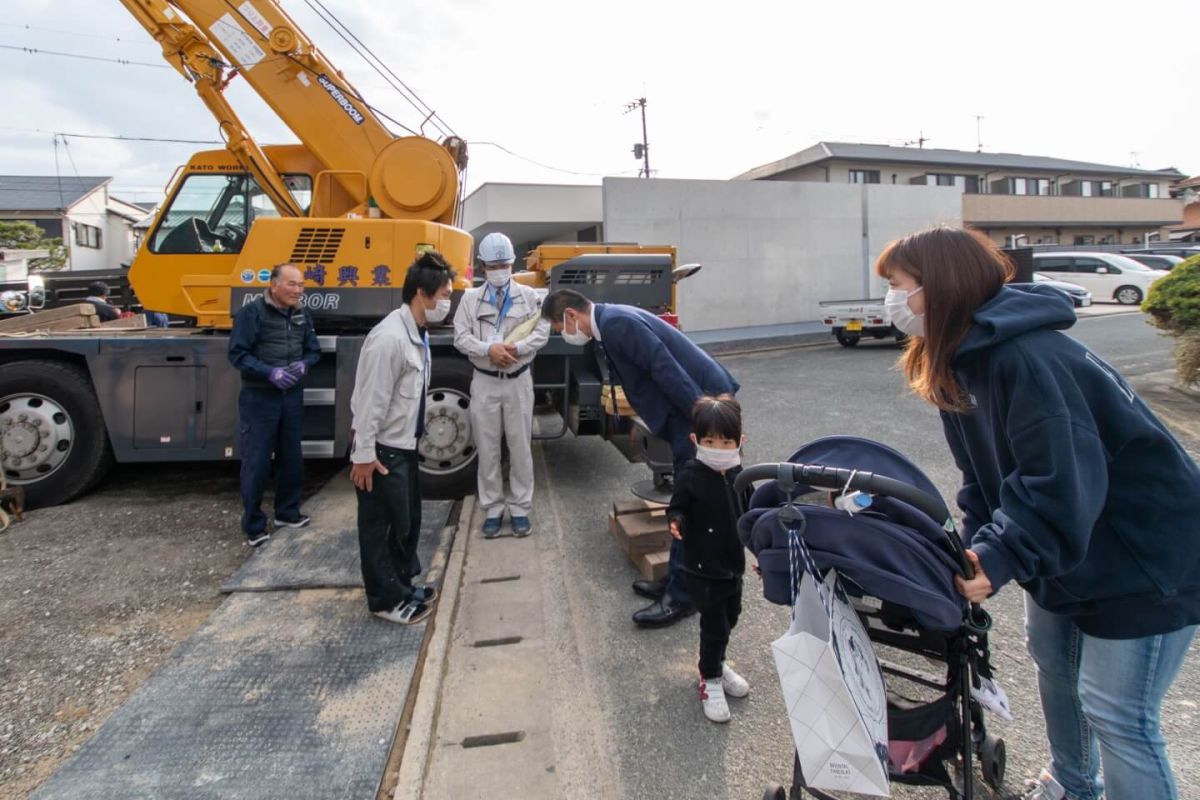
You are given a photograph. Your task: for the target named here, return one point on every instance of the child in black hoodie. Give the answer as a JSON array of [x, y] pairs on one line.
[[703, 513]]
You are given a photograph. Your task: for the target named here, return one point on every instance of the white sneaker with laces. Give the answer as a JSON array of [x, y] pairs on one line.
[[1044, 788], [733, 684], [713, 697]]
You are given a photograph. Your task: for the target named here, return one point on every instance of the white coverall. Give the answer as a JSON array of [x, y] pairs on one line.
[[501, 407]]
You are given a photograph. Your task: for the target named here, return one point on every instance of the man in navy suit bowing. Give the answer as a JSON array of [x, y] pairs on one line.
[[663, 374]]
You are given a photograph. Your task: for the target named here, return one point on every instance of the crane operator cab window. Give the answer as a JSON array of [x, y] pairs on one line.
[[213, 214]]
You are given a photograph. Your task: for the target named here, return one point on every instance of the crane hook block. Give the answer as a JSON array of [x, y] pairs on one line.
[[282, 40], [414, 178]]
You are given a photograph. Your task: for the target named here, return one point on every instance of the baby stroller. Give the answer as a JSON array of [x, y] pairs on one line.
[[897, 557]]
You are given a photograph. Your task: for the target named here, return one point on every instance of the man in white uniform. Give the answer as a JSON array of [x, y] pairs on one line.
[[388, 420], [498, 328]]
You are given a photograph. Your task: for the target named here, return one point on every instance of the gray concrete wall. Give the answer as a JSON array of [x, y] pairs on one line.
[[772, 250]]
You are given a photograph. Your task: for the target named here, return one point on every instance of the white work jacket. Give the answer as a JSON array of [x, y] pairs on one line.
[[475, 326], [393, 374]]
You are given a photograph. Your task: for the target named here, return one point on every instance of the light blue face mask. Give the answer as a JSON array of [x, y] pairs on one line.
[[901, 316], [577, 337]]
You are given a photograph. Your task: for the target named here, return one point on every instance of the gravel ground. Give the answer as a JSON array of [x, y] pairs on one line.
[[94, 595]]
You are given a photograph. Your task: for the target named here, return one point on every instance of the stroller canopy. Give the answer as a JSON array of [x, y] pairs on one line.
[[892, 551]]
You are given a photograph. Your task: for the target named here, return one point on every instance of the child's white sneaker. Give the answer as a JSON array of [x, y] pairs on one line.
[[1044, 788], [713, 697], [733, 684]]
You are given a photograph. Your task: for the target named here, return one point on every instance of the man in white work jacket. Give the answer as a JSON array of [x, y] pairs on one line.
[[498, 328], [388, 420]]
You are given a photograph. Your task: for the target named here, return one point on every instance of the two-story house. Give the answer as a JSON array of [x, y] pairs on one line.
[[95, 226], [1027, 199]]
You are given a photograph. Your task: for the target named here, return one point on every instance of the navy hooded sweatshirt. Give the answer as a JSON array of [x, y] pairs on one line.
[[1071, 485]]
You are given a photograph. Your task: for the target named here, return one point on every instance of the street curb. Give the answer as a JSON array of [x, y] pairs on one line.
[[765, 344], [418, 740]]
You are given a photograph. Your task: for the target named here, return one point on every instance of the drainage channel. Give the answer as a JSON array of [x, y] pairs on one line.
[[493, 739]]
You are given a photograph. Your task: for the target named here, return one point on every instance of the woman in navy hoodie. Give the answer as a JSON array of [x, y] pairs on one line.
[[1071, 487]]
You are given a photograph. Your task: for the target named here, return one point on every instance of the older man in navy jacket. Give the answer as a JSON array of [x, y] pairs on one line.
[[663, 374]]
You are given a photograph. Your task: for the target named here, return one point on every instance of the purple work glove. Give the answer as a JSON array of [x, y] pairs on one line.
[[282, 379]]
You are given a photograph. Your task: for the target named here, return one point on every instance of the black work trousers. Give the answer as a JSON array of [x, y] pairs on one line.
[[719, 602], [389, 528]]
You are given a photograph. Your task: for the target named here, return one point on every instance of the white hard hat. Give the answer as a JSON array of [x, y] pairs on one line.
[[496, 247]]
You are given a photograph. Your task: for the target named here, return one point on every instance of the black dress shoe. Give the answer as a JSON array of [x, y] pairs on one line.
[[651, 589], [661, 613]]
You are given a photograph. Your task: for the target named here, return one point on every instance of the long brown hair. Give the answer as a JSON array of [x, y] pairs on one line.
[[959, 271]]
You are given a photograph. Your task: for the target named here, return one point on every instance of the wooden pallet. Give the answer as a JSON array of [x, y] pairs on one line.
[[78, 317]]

§ **EXERCISE DESCRIPTION**
Print every entry exactly. Pictures are not part of the copy.

§ **COMPLETED TASK**
You are given a photograph. Your task: for the target named here, return one point on every instance of the child in black hoodie. Give the answer as a JSON array of [x, y] pairs on one line.
[[703, 513]]
You are given a photograph. Your task: for the target named here, return one point on every instance of the white sneaker with laces. Give the answer as a JSON array of [x, y] pairs on one line.
[[1044, 788], [733, 684], [713, 697]]
You are given a photograph. Your task: for the target named here, return one point on every instance of the white coverall. Give the answer as a JSON array of [x, y] pairs on one line.
[[501, 407]]
You are given a photograph. Your task: for the target named here, return one point on every instance of the man in navy suit bowing. Give the answer as a JSON array of [x, y] pairs on one line.
[[663, 374]]
You are given a photograph. Your task: for the target named here, return one point on every instance of the crane operator cab window. Give the answer as a JSON array of [x, y] pairs on one line.
[[213, 214]]
You are given a photograph. Your task: for the target named here, return one point on every instance of the crane hook block. Give the answer as a JSON array of [x, y] pairs on one line.
[[282, 40], [414, 178]]
You are given a photograph. Your task: for the target named here, return one point on every instance of the baby stroller. Give the answer as a JSON array of [x, y] pairs on one line.
[[897, 557]]
You are given a photograph. Your task: for the target named here, return one point on every instance of the man in white uniform. Give the answer as a JSON array of [x, y] pairs on one line.
[[388, 420], [498, 328]]
You are given a photograph. Your task: for the target named here, return one point on every instance of the gray concrete wall. Give the answer as a JSON array of [x, y] pairs on one line.
[[772, 250]]
You are given a photograph. Your task: for the target named here, return one point on every instance of the white work jacket. Give the answer as a JSON array of [x, y] pairs on one line.
[[475, 326], [393, 374]]
You are given a photograph. Your task: for the target named here, return one point on every instance of the light blue face mask. Give the answer as a JSON array of [x, y] pairs on one line.
[[901, 316], [577, 337]]
You are given a photograph. Your task: for the target named here, return one point on every instance of the gravel ground. Give the answer as a JSON array of [x, y] pairs on one line.
[[94, 595]]
You are given a photograph. Your task: for the target named here, return one point on every instance of the stroller canopy. Give the answer as a JSON array of [x, y] pairs on one line.
[[892, 551]]
You are given a photograph. Your task: for the target named here, return one point on every instance of the child's white sneaker. Give the answer as a JSON array of [x, y] pairs on one line.
[[1044, 788], [713, 697], [733, 684]]
You are given a photograph. Your task: for the target named here, return one point on every instance of the man in white work jacket. Give the answer as a JSON array of [x, y] pairs on one line.
[[498, 328], [388, 420]]
You are given a photograph. Your task: for the target named here, return one point on every instance of the two-story house. Give the answer as a JSON array of [x, y] pairs on one line.
[[95, 226], [1027, 199]]
You are given a photograph. Your task: for the target named here, return one point on every instance of the navy hooded sweatshirt. Give the answer as a JSON array of [x, y] pairs on one line.
[[1071, 485]]
You are given a photograph. Your task: for the target named here, return one point on every instance of the street curb. Give the answer as a JSON array of [x, y] pairs on one line.
[[765, 344], [418, 740]]
You are given a photograph. Your task: for the target named here, return one point on every instance of the drainage channel. Give the answer as a JSON array of [x, y] pairs on one line.
[[493, 739]]
You are given a photograph. Your task: for the target named here, return one point on every instance of the woman in navy hoodie. Give the answer as a JSON array of [x, y] pairs on one line.
[[1071, 487]]
You are given a photograph. Your task: for the target named here, return one point on every instance of the older man in navy jacket. Give the answer as a JSON array of [x, y] pairs on one line.
[[663, 374]]
You are given a photograph. Your task: for the target named here, return one point on every instance of the purple work glove. Give the answer as a JSON array of [x, y] pairs on one line.
[[282, 379]]
You are given a photograph. Your task: for the target named here, return one point on every instance of the black work trousers. Give the answer as a JSON array of [x, y] pairs on one line.
[[719, 602], [389, 528]]
You are given a photograph. Your task: for the target named here, return one point on every instance of the white hard hat. Give the answer as a JSON array of [x, y] pairs on one line.
[[496, 247]]
You are given a photograph. Your task: for the target named here, return one point on every instance of the black dress shoe. Give the answer as a JSON array of [x, y] pairs on one line.
[[651, 589], [661, 613]]
You are given a photograph. Your task: for the target named here, return one point on every instance of the long brown hair. Give the answer as a JSON array of [x, y] pairs on one line.
[[959, 271]]
You are given a photograph. Your task: for the target named here, return one point on every instance of the wooden pallet. Give the answer as a JSON array of [x, y] pairs on one line.
[[78, 317]]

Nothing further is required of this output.